Reading passage
++++++++
But freshness is a difficult target. I drink coffee about like a horse takes to water, but I buy it just as impulsively. I am also constantly testing out coffee to find the Best Coffee Subscriptions, and to give each brand a fair shake, I always drink those fresh in the optimal tasting window. Which means the rando special bag I bought for myself last Thursday often has to wait. And sometimes I can’t manage to brew all my coffee within a few weeks of its roast date.
That’s where freezing comes in.
So, should you freeze coffee beans? Or is freezing just a new way to mess up coffee beans—by introducing frosty moisture, or tainting it with the smell of the frozen chicken and peas in your icebox? The answer, according to coffee experts and chemists alike, is that you’re probably better off freezing coffee than letting warm air do its slow work. But this is only true if you do it correctly.
What’s more, frozen beans can in fact lead to better flavor on light-roast coffee in particular, according to at least one study—because it helps you get more consistent coffee grounds and therefore better flavor. More on that later.
Here’s a quick rundown on how to keep your coffee fresh without also ruining it, and why frozen coffee sometimes trumps fresh.
When Does Coffee Start Going Stale?
Believe it or not, there’s such a thing as coffee that’s too fresh. You probably don’t want to brew coffee the day after it’s roasted. For light roasts in particular, most roasters tend to recommend you wait five to seven days after the roast date before brewing, in order to allow your coffee to off-gas a bit and become a little easier to extract. This is especially important when it comes to espresso, where extraction is a volatile and finicky process.
++++++++
Given records

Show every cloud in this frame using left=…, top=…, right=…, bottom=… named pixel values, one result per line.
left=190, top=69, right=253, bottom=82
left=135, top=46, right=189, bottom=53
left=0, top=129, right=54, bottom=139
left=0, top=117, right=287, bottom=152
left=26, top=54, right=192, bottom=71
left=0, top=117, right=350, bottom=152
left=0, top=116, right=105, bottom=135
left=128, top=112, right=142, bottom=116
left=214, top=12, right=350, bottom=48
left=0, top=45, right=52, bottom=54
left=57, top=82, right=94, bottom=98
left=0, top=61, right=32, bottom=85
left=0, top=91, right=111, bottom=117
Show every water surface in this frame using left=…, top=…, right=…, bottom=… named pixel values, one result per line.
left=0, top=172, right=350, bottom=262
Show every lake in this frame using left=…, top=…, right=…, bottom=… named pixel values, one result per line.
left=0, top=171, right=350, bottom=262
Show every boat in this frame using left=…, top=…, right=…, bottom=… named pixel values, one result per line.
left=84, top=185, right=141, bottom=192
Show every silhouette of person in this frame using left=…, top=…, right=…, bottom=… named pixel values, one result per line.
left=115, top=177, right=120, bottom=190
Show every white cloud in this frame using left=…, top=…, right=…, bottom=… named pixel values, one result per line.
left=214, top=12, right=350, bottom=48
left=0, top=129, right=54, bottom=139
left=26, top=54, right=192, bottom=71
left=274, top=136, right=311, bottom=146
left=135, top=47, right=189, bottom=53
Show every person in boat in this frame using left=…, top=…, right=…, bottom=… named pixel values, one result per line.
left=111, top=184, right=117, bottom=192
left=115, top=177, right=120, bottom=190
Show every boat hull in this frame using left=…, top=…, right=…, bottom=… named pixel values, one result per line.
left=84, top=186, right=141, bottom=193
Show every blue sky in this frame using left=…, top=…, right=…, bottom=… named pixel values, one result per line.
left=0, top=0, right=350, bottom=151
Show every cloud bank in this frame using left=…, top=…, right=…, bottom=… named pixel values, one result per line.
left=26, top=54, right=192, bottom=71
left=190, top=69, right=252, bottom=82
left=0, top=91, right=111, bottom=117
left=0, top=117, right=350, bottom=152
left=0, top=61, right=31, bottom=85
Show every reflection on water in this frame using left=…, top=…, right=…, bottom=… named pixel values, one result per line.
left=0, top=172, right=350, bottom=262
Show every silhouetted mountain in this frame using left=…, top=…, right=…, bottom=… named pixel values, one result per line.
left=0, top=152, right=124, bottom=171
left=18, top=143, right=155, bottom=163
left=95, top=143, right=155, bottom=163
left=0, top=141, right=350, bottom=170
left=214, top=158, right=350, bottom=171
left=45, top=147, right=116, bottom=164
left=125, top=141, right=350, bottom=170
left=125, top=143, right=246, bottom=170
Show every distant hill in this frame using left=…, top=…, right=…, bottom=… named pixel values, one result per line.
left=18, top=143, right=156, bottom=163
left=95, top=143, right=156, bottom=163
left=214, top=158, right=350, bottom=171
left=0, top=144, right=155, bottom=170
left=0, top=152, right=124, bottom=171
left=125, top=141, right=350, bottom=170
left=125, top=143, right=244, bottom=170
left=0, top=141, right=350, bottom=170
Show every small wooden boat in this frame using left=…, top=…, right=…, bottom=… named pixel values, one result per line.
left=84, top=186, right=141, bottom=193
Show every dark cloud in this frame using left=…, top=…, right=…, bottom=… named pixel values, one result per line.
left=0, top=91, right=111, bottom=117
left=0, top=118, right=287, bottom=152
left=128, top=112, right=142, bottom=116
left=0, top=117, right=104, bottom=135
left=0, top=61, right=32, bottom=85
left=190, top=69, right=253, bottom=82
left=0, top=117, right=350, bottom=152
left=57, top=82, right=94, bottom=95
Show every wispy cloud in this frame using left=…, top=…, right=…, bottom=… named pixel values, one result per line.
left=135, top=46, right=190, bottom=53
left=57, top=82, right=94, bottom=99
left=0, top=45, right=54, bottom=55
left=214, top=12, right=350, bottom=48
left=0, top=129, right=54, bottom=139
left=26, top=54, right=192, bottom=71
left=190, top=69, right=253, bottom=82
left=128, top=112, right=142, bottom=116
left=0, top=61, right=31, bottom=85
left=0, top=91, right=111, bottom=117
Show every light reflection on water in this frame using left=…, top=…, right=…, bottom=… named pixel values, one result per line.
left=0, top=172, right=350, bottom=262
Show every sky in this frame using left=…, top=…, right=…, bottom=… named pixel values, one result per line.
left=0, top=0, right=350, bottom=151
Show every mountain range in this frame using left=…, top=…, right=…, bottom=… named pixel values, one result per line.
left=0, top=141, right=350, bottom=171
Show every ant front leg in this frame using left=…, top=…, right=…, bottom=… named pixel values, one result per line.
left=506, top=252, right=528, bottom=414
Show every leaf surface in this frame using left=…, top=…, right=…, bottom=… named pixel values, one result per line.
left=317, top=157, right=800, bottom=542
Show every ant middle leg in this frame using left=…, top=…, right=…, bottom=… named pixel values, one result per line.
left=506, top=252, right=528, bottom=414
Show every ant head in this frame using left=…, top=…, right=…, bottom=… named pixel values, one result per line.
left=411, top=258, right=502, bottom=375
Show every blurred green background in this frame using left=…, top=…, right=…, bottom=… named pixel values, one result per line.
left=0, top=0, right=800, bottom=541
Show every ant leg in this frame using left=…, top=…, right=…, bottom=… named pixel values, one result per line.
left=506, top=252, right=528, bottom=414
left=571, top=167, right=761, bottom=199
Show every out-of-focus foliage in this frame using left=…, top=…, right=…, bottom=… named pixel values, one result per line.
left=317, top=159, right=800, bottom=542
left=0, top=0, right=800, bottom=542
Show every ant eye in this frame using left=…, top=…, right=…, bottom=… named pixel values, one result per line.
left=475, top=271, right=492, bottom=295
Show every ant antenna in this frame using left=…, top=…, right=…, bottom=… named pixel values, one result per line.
++++++++
Requests
A – Echo the coffee text from "What’s more, frozen" to "and finicky process.".
B – Answer these on the coffee text:
(i) According to coffee experts and chemists, is it better to freeze coffee or to let warm air act on it?
(ii) For which roast can frozen beans lead to better flavor, according to at least one study?
(iii) How many days after the roast date do most roasters recommend waiting before brewing light roasts?
C – Finish out the next part of the coffee text, picking up after its last sentence.
The rows are unrelated material, kept apart from the coffee text.

Answers to the tasks
A –
What’s more, frozen beans can in fact lead to better flavor on light-roast coffee in particular, according to at least one study—because it helps you get more consistent coffee grounds and therefore better flavor. More on that later.
Here’s a quick rundown on how to keep your coffee fresh without also ruining it, and why frozen coffee sometimes trumps fresh.
When Does Coffee Start Going Stale?
Believe it or not, there’s such a thing as coffee that’s too fresh. You probably don’t want to brew coffee the day after it’s roasted. For light roasts in particular, most roasters tend to recommend you wait five to seven days after the roast date before brewing, in order to allow your coffee to off-gas a bit and become a little easier to extract. This is especially important when it comes to espresso, where extraction is a volatile and finicky process.

B –
(i) Freezing coffee, if done correctly.
(ii) Light-roast coffee.
(iii) Five to seven days.

C –
But, alas, if you just leave the coffee in its bag, on the counter, it may start to go stale beginning a couple weeks later. You know that nice smell of fresh coffee beans? Those lovely aromatic compounds are exiting the beans, and dispersing into the air: That’s why you can smell them. Eventually, they’ll diminish. At the same time, oxygen is sneaking in to do its grim work, turning your beans to stale rust.
Depending how it’s stored, coffee can begin to degrade anywhere from two weeks to a month after roast date (i.e., the optimal window may just be a week or two for each bag).
You can delay this a bit by storing the coffee in an airtight container. One that I particularly like (and that we recommend in our Gifts for Coffee Lovers guide) is the vacuum-sealed Fellow Atmos. This can keep your beans fresher for longer on your counter and also keep them from taking on bad aromas in your freezer.
When to Freeze Coffee Beans
If you know you’re not going to get through a bag of beans, the best time to freeze is not when your beans are already starting to go stale. Rather, do so just before the optimal flavor window.
The science on the staying power of frozen coffee is somewhat thin, notes Christopher Hendon, a materials chemist at University of Oregon, whose research into coffee extraction and flavor has earned him the nickname “Dr. Coffee.” But there’s reason to believe freezing slows the staling process but doesn’t halt it.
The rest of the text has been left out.